Instructions to follow
Without altering anything, repeat each of the records.

[Saved entries]
*** Block opens ***
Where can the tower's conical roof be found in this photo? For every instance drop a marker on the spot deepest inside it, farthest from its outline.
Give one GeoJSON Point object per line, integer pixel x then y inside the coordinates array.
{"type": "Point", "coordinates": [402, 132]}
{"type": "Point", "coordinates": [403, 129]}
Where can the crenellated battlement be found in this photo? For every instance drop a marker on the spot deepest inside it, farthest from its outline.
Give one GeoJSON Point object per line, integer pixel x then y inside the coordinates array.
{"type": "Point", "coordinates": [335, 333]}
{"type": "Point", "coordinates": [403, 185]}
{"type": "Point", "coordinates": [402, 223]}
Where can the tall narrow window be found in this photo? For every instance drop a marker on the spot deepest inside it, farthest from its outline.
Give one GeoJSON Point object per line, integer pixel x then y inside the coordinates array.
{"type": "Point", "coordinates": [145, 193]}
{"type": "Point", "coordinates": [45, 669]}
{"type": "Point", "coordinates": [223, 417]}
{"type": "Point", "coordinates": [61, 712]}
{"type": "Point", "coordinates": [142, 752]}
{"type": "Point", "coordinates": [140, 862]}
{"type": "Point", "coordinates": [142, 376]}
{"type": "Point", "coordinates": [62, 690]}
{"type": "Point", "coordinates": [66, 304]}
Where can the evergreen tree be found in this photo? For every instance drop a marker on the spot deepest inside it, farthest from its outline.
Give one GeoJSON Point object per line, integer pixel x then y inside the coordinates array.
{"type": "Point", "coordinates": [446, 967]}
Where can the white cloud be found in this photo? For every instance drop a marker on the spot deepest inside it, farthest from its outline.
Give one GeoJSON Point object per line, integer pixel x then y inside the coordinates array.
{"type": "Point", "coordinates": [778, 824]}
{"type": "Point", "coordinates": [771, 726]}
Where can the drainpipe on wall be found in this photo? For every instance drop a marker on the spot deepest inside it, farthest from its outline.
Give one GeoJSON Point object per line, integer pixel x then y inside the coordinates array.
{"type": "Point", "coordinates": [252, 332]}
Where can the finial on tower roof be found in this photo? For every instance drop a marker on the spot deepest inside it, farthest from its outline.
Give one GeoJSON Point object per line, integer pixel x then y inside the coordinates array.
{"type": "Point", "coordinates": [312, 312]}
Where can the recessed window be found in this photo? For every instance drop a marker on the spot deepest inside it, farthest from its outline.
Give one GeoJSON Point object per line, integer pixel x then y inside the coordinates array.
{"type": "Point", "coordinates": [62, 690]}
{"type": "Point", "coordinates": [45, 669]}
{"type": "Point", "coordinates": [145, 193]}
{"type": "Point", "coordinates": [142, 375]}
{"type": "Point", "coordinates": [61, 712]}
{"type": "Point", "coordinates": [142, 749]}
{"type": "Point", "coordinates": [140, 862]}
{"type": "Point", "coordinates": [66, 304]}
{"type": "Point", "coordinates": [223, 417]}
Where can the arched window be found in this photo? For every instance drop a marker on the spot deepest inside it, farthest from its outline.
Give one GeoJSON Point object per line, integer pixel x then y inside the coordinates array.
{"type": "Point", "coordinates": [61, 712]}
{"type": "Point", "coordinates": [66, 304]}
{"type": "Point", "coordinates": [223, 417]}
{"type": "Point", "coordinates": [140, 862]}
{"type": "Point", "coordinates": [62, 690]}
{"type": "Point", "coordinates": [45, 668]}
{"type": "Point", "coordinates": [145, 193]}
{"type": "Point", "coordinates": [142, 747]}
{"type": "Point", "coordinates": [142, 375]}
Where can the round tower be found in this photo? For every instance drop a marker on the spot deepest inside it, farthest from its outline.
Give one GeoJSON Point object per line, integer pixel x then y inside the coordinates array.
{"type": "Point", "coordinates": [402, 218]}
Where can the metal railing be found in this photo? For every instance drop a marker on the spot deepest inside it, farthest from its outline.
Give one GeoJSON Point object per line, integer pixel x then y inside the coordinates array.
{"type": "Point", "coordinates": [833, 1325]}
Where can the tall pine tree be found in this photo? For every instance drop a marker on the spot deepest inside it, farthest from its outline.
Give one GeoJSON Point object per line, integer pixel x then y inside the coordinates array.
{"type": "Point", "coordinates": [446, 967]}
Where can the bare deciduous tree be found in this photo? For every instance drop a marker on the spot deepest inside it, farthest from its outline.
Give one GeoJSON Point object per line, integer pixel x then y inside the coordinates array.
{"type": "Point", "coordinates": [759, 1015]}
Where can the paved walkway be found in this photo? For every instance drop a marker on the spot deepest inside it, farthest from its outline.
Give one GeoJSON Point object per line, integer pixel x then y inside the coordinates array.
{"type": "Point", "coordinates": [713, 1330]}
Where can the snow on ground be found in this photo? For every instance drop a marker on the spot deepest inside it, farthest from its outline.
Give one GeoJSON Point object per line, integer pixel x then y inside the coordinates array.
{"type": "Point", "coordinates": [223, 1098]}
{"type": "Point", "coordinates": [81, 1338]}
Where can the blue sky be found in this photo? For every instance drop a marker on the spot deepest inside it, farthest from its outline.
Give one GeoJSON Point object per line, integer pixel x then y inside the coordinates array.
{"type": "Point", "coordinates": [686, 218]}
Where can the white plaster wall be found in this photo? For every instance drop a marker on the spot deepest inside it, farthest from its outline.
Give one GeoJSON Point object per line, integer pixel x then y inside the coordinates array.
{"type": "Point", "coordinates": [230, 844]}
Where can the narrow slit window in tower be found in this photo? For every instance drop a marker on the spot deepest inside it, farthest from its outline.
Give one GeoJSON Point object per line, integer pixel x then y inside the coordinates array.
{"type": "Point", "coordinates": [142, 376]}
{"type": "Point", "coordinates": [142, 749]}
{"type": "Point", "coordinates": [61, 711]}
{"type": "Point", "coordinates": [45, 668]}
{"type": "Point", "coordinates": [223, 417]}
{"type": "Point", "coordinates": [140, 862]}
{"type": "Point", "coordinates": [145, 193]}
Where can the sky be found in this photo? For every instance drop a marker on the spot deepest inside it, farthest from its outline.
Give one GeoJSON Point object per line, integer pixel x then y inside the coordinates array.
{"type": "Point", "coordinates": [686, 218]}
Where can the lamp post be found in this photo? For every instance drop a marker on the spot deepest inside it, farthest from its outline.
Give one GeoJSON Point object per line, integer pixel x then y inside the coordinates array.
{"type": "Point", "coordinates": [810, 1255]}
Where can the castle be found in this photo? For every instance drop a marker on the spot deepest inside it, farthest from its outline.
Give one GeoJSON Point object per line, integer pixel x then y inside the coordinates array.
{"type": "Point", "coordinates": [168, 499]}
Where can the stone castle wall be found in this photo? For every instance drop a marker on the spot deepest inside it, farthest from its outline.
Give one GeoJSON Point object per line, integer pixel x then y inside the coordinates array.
*** Block closes ***
Answer to this problem
Where can the tower's conical roof be found in this photo? For every instance drop a marker on the spot deepest inside it, farthest from its outline.
Give one GeoJSON Point object per line, integer pixel x then y inside the coordinates array.
{"type": "Point", "coordinates": [402, 132]}
{"type": "Point", "coordinates": [403, 129]}
Where can the crenellated battlement be found in this photo? For every instance drop a marker on the spot deepest inside it, farthest from its outline.
Give one GeoJSON Point object per line, integer pixel x then y inside the coordinates array.
{"type": "Point", "coordinates": [335, 333]}
{"type": "Point", "coordinates": [403, 185]}
{"type": "Point", "coordinates": [402, 223]}
Where can the tall narrow window be found in this photo? For every instance drop a marker on the spot deepest inside it, farthest from its outline.
Give one GeoJSON Point object per line, integer pixel x then y inside the coordinates array.
{"type": "Point", "coordinates": [145, 193]}
{"type": "Point", "coordinates": [45, 669]}
{"type": "Point", "coordinates": [223, 417]}
{"type": "Point", "coordinates": [61, 712]}
{"type": "Point", "coordinates": [142, 752]}
{"type": "Point", "coordinates": [140, 862]}
{"type": "Point", "coordinates": [142, 376]}
{"type": "Point", "coordinates": [62, 690]}
{"type": "Point", "coordinates": [66, 304]}
Where can the evergreen tree be found in this photo? For every instance drop a marker on the spot deepest inside it, farthest from its outline.
Give one GeoJSON Point object per line, integer pixel x then y inside the coordinates array.
{"type": "Point", "coordinates": [446, 967]}
Where can the white cloud be found in this photo? For every instance drop a marker on the spot deepest inside it, farthest from its outline.
Give one GeoJSON Point object per line, integer pixel x then y inside the coordinates array.
{"type": "Point", "coordinates": [778, 824]}
{"type": "Point", "coordinates": [771, 726]}
Where can the drainpipe on wall be found in this photo? For every instance drop a marker on the spot deepest inside it, farthest from its outline.
Give one GeoJSON Point object per line, integer pixel x then y inside the coordinates array.
{"type": "Point", "coordinates": [252, 332]}
Where can the finial on tower roof be found in this photo? For every instance drop a marker on the spot deepest inside it, farthest from its outline.
Give one GeoJSON Point object per line, integer pixel x then y inside the coordinates array.
{"type": "Point", "coordinates": [312, 312]}
Where can the recessed window be found in this photo? For every instance drop a marker on the spot deepest inside it, farthest from its outline.
Give one GeoJSON Point object per line, integer pixel x then y inside the coordinates array.
{"type": "Point", "coordinates": [62, 690]}
{"type": "Point", "coordinates": [45, 669]}
{"type": "Point", "coordinates": [145, 193]}
{"type": "Point", "coordinates": [142, 375]}
{"type": "Point", "coordinates": [61, 712]}
{"type": "Point", "coordinates": [142, 749]}
{"type": "Point", "coordinates": [140, 862]}
{"type": "Point", "coordinates": [66, 304]}
{"type": "Point", "coordinates": [223, 417]}
Where can the arched window be found in this photo? For every instance drop a marker on the spot deepest inside it, farthest from its outline.
Give one GeoJSON Point object per line, integer pixel x then y inside the coordinates array.
{"type": "Point", "coordinates": [61, 712]}
{"type": "Point", "coordinates": [66, 304]}
{"type": "Point", "coordinates": [223, 417]}
{"type": "Point", "coordinates": [140, 862]}
{"type": "Point", "coordinates": [62, 690]}
{"type": "Point", "coordinates": [45, 668]}
{"type": "Point", "coordinates": [145, 193]}
{"type": "Point", "coordinates": [142, 747]}
{"type": "Point", "coordinates": [142, 375]}
Where can the round tower be found in this photo? For every instance drop a marker on the spot deepest inside it, farthest from its outline.
Give one GeoJSON Point object per line, integer pixel x then y inside the coordinates array.
{"type": "Point", "coordinates": [402, 218]}
Where can the metal railing be found in this photo? For every instance drop a marker on the spot deepest inside it, farthest from its outline.
Give one GeoJSON Point object per line, integer pixel x then y inside the coordinates array.
{"type": "Point", "coordinates": [833, 1325]}
Where can the tall pine tree be found in this photo? For every instance drop a marker on the spot deepest inside it, farthest from its outline.
Give one GeoJSON Point object per line, integer pixel x then y inside the coordinates array.
{"type": "Point", "coordinates": [446, 967]}
Where can the bare deciduous tree be found in this photo? For every instance drop a marker on the spot deepest inside it, farthest from its outline.
Give one GeoJSON Point object per line, integer pixel x then y inside the coordinates array.
{"type": "Point", "coordinates": [759, 1015]}
Where can the paved walkway be found in this photo? For every instance drop a marker on the spot deepest inside it, farthest from its outline.
Give one GeoJSON Point object per line, integer pixel x then y inside the coordinates array.
{"type": "Point", "coordinates": [713, 1330]}
Where can the snow on ground be found in this photo? For every instance drop a marker on the spot deepest inside it, farthest from its outline.
Give one GeoJSON Point object per line, integer pixel x then y inside the coordinates array.
{"type": "Point", "coordinates": [223, 1098]}
{"type": "Point", "coordinates": [81, 1338]}
Where can the blue sky be found in this photo? For every instance drop a marker on the spot deepest inside it, farthest from its outline.
Give one GeoJSON Point object per line, integer pixel x then y inside the coordinates array.
{"type": "Point", "coordinates": [686, 218]}
Where can the white plaster wall be found in this photo? For every instance drop a marker on the spot deepest inside it, farthest from its outline.
Give one GeoJSON Point object per line, integer pixel x then y inside the coordinates array.
{"type": "Point", "coordinates": [230, 844]}
Where can the narrow slit window in tower be found in this photo? For every instance drop a marker on the spot deepest inside it, farthest from its outline.
Give one GeoJSON Point object per line, integer pixel x then y inside the coordinates array.
{"type": "Point", "coordinates": [142, 376]}
{"type": "Point", "coordinates": [142, 749]}
{"type": "Point", "coordinates": [61, 711]}
{"type": "Point", "coordinates": [45, 668]}
{"type": "Point", "coordinates": [223, 417]}
{"type": "Point", "coordinates": [140, 862]}
{"type": "Point", "coordinates": [145, 193]}
Where can the sky be found in this photo? For every instance drop a marker on the spot deepest inside it, farthest from its outline.
Give one GeoJSON Point object per line, integer pixel x then y inside the coordinates array.
{"type": "Point", "coordinates": [686, 218]}
Where can the lamp post be found in this photo? For every instance drop a marker on the spot deepest inside it, farthest from its outline.
Give one GeoJSON Point object per line, integer pixel x then y inside the coordinates array.
{"type": "Point", "coordinates": [810, 1255]}
Where can the castle be found in this photo? For every instance drop a marker on the spot deepest inside it, farthest from its outline.
Give one GeoJSON Point object per line, integer pixel x then y inside the coordinates array.
{"type": "Point", "coordinates": [168, 499]}
Where can the stone castle wall be found in this photo? For every instance drop a marker on the spot deepest inside it, farthest from its outline.
Give one GeoJSON Point object per line, integer pixel x then y inside the coordinates array.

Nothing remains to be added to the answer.